Source data:
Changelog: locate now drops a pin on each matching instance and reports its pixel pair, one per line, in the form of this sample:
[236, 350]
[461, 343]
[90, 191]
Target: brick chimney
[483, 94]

WHAT YOU WILL DO: The records are to be repeated in full, exactly as they stand.

RESPONSE AREA:
Changelog: locate now drops a pin on each matching instance and reports its pixel pair, one per line, in the form of this sample:
[236, 350]
[461, 343]
[90, 191]
Target: brick chimney
[483, 94]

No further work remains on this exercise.